> **Activity 1**
Please reproduce the passage on SME lending word for word, starting at "At this nascent" and ending after "a difficult trajectory.".
> **Activity 2**
Carry the passage on SME lending forward from its final sentence.

> **Page text**

With stricter banking regulations since 2008, Brexit uncertainty and sparse data available on small-medium enterprises (SMEs, mainstream lending sources are not sufficiently servicing the credit appetite of UK businesses. The size of this ‘SME funding gap’ is estimated to increase to £22 billion by 2017. This is a major factor in the growth of the alternative finance (alt-fi) industry, with many alternative business funders focusing specifically on SMEs.

At this nascent stage in the industry’s development, it is vital for these lenders to develop healthy portfolios, not just for their investors, but to build the reputation of the alt-fi industry as a whole. Peer-to-peer lending accounted for 13.9% of new bank loans to SMEs in 2015.  This leaves plenty of room for further growth; however, without reliable data, it will be a difficult trajectory.

Dataset excerpts
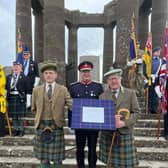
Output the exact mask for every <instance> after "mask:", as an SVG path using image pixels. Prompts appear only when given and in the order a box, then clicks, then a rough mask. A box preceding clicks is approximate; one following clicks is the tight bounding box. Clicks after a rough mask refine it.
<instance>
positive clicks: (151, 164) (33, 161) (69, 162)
mask: <svg viewBox="0 0 168 168" xmlns="http://www.w3.org/2000/svg"><path fill="white" fill-rule="evenodd" d="M39 163H40V162H39V161H38V160H37V159H35V158H28V157H26V158H20V157H0V167H1V168H39ZM85 163H86V165H88V162H87V160H86V161H85ZM167 165H168V162H167V161H151V160H149V161H146V160H140V161H139V166H138V167H137V168H168V166H167ZM63 167H64V168H74V167H76V160H75V159H66V160H64V161H63ZM96 167H97V168H105V165H104V164H103V163H102V162H101V161H99V160H98V161H97V166H96ZM86 168H88V166H86Z"/></svg>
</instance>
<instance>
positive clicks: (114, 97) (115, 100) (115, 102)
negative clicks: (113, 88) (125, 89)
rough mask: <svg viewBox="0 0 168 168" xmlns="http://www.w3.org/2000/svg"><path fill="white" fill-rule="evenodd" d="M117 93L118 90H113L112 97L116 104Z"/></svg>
mask: <svg viewBox="0 0 168 168" xmlns="http://www.w3.org/2000/svg"><path fill="white" fill-rule="evenodd" d="M116 93H117V91H112V99H113V101H114V103H115V104H116V101H117V97H116Z"/></svg>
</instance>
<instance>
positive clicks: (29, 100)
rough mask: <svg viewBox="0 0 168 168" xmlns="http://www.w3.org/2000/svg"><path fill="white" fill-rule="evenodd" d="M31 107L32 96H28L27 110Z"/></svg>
mask: <svg viewBox="0 0 168 168" xmlns="http://www.w3.org/2000/svg"><path fill="white" fill-rule="evenodd" d="M30 106H31V94H27V95H26V108H29V107H30Z"/></svg>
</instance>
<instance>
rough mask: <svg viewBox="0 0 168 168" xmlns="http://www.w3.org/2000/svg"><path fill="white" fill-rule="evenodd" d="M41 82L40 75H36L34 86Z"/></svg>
mask: <svg viewBox="0 0 168 168" xmlns="http://www.w3.org/2000/svg"><path fill="white" fill-rule="evenodd" d="M39 82H40V78H39V77H35V81H34V87H36V86H37V85H39Z"/></svg>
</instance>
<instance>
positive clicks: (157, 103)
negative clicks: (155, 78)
mask: <svg viewBox="0 0 168 168" xmlns="http://www.w3.org/2000/svg"><path fill="white" fill-rule="evenodd" d="M148 91H149V93H148V111H149V112H151V113H157V108H158V96H157V94H156V92H155V85H154V84H152V85H151V86H149V90H148Z"/></svg>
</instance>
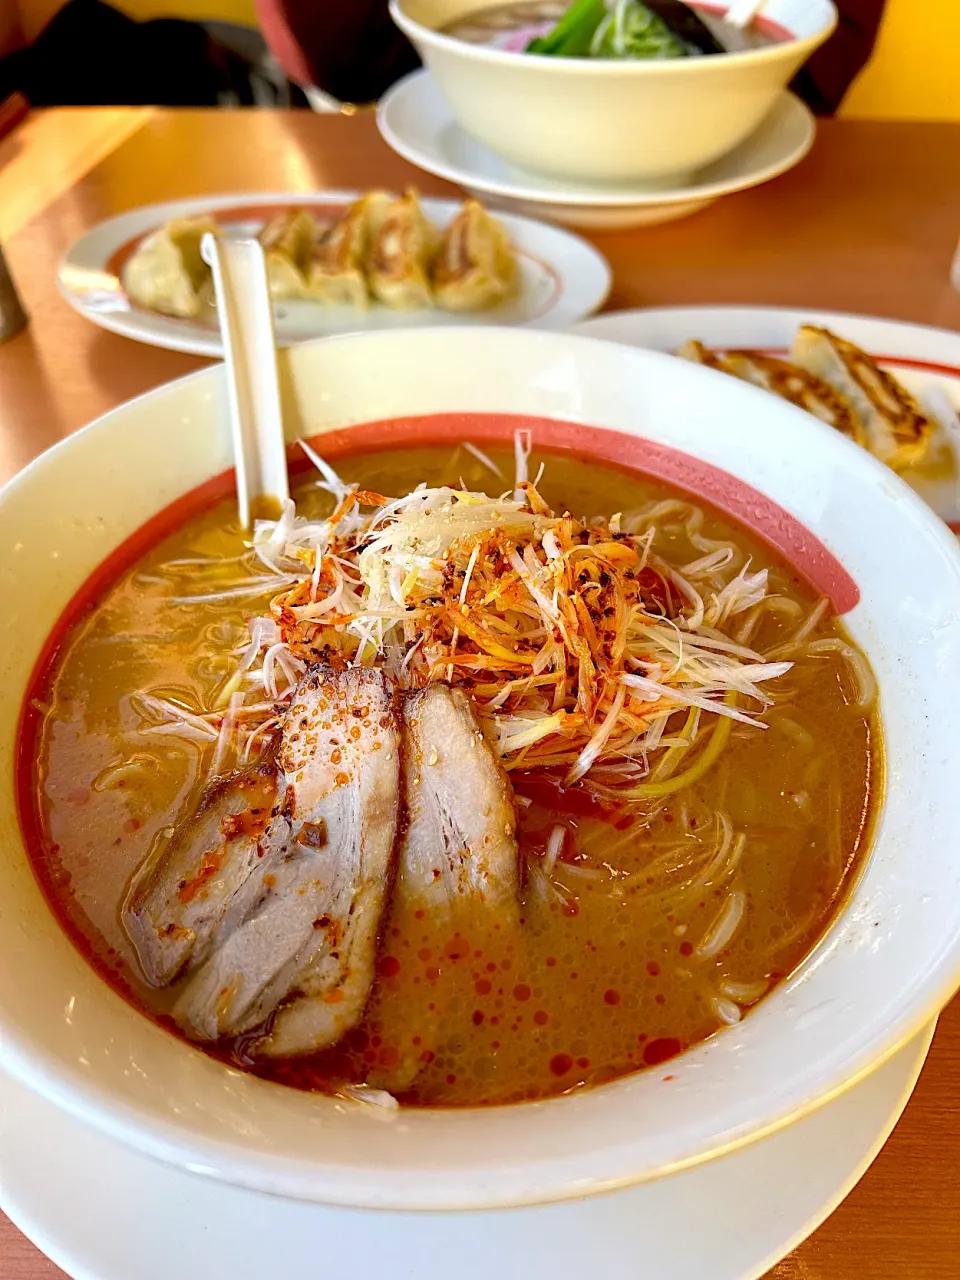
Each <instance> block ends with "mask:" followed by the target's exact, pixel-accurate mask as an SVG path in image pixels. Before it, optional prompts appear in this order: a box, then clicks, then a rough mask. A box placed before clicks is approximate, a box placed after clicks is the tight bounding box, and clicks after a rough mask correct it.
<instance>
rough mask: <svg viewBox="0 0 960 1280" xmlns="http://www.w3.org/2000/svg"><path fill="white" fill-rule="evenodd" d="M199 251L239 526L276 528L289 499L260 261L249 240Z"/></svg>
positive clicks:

> **Reply 1**
At this nascent stage in the industry’s development, it is vital for these lenders to develop healthy portfolios, not just for their investors, but to build the reputation of the alt-fi industry as a whole. Peer-to-peer lending accounted for 13.9% of new bank loans to SMEs in 2015.  This leaves plenty of room for further growth; however, without reliable data, it will be a difficult trajectory.

> **Reply 2**
Without the resources and name recognition of the leading banks, alt-fi lenders are continuously innovating to gain market share – there has been an explosion of credit risk modelling innovation in the SME finance market segment. To complement this, Commercial Credit Data Sharing (CCDS) is expected to kick off later this year; which will require nine major banks to share credit information on all their (willing) SME clients. This influx of new current account and credit information will help the alt-fi industry to continue serving a host of currently overlooked smaller businesses.

It is, of course, the SMEs with good prospects and in urgent need of finance to whom we most want to provide lending capital. Data scientists can identify and further refine this segment of SMEs, to pinpoint those that are currently overlooked by the banking industry. ThinCats is launching its first targeting model, whose algorithm is aimed at identifying these UK SMEs. By focusing origination efforts on this segment, ThinCats can grow many more mutually beneficial arrangements with SMEs.

The algorithm is an ensemble of two models: one that assesses a company’s need for borrowing, the other assessing their risk profile. Combining these ensures origination effort is focused on appropriate companies. The algorithm is trained, using publicly available data, on a UK SME ‘universe’ of borrowing and non-borrowing enterprises. The borrowing model considers a firm’s past behaviour and access to other funding sources to predict their desire to borrow over the next 12 months.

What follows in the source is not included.